*EXERCISE DETAILS*: Please give the full listing below as a JSON list of strings, with one string per line and blank lines left out.

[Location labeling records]
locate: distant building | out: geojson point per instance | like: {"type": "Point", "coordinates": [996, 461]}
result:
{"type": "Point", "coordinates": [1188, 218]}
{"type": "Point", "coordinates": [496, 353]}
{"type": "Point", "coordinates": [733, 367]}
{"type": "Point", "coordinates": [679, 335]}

*THE COMPLETED TASK*:
[
  "locate: distant building | out: geojson point per instance | like: {\"type\": \"Point\", \"coordinates\": [996, 461]}",
  "result:",
  "{\"type\": \"Point\", \"coordinates\": [1188, 218]}",
  "{\"type\": \"Point\", \"coordinates\": [496, 353]}",
  "{\"type\": \"Point\", \"coordinates\": [733, 367]}",
  "{\"type\": \"Point\", \"coordinates\": [679, 335]}"
]